■ **Work required**: Update the listing from the line with "98, row 19." through the line with "column 462, row 1116" by changing "keypoint" to "marker" everywhere it appears. Leave everything else as it is, and return only those lines.

## begin Data supplied

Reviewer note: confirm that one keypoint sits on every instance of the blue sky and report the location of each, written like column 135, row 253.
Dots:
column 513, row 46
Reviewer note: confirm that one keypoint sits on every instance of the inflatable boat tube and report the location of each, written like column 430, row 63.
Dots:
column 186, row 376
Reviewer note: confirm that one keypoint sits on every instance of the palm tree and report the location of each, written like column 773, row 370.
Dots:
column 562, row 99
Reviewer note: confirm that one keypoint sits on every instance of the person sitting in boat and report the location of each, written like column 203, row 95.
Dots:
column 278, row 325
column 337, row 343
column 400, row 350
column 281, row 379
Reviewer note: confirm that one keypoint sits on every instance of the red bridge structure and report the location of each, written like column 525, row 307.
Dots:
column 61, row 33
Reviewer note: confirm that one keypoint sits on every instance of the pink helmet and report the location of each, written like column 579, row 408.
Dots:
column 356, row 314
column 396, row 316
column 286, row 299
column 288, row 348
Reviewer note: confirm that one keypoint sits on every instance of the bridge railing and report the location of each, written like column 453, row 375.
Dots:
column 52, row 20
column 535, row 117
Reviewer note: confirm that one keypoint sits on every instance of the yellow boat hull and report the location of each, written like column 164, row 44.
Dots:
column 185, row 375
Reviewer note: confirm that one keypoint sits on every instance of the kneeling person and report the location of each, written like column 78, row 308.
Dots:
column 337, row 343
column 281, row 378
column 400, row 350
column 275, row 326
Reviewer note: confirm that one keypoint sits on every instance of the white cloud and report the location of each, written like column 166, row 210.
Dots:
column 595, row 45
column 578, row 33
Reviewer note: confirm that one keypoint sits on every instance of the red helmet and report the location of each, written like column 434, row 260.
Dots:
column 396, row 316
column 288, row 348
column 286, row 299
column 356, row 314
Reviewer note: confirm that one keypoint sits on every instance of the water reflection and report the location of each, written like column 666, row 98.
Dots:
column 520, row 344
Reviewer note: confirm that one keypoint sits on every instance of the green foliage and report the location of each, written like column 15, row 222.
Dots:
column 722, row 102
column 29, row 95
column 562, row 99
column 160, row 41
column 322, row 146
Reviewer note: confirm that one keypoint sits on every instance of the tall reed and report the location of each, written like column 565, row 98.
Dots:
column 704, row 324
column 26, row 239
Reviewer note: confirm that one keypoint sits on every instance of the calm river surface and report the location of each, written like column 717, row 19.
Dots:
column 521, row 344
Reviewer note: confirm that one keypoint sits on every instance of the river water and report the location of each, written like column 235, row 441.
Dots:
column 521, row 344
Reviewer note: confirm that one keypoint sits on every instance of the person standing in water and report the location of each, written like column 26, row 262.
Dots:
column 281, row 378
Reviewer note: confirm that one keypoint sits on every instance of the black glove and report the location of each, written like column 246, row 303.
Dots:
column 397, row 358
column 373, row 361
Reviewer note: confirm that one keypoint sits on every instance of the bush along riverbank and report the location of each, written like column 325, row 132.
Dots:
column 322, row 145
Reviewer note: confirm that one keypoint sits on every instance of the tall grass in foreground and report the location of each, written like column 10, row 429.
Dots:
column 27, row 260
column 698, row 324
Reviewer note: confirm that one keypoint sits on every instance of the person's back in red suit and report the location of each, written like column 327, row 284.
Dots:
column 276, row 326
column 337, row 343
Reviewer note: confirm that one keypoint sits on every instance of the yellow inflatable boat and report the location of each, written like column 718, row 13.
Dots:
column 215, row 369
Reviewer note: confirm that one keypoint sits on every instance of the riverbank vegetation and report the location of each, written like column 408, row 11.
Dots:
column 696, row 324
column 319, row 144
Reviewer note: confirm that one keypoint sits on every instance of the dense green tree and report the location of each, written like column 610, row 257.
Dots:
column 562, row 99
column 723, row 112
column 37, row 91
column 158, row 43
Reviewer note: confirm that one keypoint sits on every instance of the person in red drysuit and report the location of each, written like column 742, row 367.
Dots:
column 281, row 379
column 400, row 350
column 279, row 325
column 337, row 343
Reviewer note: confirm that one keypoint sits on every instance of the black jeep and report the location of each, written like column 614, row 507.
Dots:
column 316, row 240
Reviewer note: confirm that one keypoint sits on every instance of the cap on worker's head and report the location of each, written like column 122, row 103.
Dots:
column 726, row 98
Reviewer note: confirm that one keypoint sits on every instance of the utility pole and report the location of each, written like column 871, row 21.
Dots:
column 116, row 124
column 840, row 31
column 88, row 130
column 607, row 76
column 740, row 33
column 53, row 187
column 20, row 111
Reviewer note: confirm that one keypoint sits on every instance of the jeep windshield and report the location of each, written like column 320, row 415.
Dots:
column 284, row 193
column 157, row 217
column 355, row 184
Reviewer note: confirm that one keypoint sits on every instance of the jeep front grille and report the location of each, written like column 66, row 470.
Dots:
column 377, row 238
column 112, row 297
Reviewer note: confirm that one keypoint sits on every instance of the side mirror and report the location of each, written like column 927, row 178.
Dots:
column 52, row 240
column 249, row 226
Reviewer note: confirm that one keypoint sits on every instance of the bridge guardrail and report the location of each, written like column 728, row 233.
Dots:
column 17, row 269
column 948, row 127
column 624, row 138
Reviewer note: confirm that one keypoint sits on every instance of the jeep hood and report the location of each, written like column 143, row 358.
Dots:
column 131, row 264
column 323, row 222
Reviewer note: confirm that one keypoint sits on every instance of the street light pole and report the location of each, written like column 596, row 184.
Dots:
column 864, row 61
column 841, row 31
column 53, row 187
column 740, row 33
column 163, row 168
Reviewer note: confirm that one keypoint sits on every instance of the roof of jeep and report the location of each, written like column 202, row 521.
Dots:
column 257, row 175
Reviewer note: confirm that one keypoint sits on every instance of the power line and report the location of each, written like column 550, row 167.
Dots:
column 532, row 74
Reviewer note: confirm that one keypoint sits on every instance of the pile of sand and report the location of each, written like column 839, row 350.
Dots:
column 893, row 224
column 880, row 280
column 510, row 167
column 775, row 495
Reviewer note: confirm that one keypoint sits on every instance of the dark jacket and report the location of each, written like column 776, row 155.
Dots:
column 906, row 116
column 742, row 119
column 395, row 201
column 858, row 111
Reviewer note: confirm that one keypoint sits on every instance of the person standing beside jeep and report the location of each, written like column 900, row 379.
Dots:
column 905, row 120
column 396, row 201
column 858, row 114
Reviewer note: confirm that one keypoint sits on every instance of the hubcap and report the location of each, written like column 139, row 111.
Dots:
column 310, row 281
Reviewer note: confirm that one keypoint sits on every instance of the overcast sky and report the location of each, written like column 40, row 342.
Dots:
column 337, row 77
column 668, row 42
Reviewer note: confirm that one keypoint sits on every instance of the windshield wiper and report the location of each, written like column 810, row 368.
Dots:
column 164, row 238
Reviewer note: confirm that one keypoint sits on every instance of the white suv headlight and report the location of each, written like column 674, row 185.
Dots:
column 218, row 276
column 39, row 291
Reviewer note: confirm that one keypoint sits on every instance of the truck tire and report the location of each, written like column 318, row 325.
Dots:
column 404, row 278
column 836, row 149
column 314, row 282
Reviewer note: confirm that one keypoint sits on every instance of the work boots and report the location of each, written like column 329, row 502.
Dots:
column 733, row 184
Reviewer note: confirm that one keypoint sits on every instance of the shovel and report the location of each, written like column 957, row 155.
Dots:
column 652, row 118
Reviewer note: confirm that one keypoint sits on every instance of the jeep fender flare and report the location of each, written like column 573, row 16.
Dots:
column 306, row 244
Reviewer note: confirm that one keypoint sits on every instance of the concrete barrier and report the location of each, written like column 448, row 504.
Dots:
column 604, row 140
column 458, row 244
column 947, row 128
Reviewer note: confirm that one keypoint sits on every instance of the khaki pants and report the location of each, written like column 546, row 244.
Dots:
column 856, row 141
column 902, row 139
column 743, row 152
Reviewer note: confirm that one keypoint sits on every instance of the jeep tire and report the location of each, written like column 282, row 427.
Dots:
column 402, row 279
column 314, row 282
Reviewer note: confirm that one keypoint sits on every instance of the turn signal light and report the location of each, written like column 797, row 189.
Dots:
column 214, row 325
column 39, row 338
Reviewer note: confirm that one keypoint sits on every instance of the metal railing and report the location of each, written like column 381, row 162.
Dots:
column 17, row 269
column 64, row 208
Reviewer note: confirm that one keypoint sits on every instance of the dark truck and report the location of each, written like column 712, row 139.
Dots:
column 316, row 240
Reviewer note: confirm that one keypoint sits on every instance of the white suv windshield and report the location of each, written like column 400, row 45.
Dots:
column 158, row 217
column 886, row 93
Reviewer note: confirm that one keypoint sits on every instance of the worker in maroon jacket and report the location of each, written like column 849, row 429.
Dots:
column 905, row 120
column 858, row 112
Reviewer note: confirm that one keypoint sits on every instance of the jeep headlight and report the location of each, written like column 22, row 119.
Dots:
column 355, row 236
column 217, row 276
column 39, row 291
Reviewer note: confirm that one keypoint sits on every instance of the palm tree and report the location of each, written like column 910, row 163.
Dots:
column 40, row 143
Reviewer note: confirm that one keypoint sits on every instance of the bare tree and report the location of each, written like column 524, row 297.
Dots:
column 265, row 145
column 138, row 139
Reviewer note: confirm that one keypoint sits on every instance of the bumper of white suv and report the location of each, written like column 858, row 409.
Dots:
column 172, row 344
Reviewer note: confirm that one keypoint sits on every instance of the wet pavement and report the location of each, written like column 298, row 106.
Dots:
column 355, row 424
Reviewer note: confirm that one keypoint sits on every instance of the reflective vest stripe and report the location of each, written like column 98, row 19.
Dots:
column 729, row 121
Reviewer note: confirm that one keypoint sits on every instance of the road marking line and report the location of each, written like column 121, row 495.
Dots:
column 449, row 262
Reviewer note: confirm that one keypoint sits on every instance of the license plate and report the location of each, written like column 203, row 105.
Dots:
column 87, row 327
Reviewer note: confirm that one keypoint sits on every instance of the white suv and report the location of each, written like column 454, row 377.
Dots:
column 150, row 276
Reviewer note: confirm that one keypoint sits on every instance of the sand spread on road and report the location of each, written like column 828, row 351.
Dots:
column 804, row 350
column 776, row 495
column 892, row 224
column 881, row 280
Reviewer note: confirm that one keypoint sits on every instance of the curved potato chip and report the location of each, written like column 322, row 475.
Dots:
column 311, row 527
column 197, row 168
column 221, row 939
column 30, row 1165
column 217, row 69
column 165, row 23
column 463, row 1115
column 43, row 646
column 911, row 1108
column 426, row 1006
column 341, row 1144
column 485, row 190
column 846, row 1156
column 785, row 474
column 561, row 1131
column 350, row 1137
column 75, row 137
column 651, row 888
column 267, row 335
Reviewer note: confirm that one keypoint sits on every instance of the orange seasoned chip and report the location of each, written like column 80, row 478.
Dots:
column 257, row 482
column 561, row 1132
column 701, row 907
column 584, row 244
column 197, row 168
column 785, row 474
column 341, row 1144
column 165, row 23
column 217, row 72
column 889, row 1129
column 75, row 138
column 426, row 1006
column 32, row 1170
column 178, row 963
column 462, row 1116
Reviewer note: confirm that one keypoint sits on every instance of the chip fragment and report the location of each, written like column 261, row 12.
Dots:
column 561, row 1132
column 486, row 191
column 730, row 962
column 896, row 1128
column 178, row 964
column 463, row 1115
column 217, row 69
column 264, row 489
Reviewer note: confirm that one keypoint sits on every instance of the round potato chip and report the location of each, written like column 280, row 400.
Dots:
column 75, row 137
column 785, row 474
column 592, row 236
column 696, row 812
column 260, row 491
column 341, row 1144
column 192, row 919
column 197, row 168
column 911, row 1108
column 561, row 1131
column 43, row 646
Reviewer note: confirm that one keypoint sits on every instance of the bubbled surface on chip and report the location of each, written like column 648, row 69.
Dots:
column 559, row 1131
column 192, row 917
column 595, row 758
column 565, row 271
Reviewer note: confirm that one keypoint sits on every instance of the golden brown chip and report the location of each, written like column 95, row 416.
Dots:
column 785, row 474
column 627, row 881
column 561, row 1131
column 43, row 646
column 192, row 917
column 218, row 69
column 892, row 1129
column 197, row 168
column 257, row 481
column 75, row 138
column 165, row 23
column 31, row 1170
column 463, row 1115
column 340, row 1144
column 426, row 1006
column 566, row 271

## end Data supplied

■ **Correct result**:
Reviewer note: confirm that one marker sits on every instance of the reflective vest stripe and report the location of each, written like column 98, row 19.
Dots:
column 729, row 121
Reviewer note: confirm that one marker sits on every instance of the road marking line and report the location of each, written like column 121, row 495.
Dots:
column 449, row 262
Reviewer note: confirm that one marker sits on every instance of the license plate and report the location of each, written like column 203, row 105.
Dots:
column 87, row 327
Reviewer note: confirm that one marker sits on every instance of the white suv and report the location of each, written like column 454, row 377.
Dots:
column 150, row 276
Reviewer note: confirm that one marker sits on every instance of the sand spread on road and report the location of each, written like column 828, row 351.
Dots:
column 804, row 350
column 776, row 495
column 892, row 224
column 881, row 280
Reviewer note: confirm that one marker sits on every instance of the curved potato chip and report the location of each, written like column 322, row 475.
Dots:
column 311, row 527
column 197, row 168
column 221, row 939
column 30, row 1165
column 217, row 69
column 165, row 23
column 463, row 1115
column 43, row 646
column 911, row 1108
column 426, row 1006
column 341, row 1144
column 485, row 190
column 846, row 1156
column 785, row 474
column 561, row 1131
column 350, row 1137
column 75, row 137
column 651, row 888
column 267, row 335
Reviewer note: confirm that one marker sits on every instance of the orange seasoned chip and report the location of each, written like column 80, row 478.
Dots:
column 257, row 482
column 561, row 1132
column 701, row 907
column 584, row 244
column 197, row 168
column 785, row 474
column 341, row 1144
column 165, row 23
column 217, row 72
column 889, row 1129
column 75, row 138
column 426, row 1006
column 32, row 1170
column 178, row 963
column 462, row 1116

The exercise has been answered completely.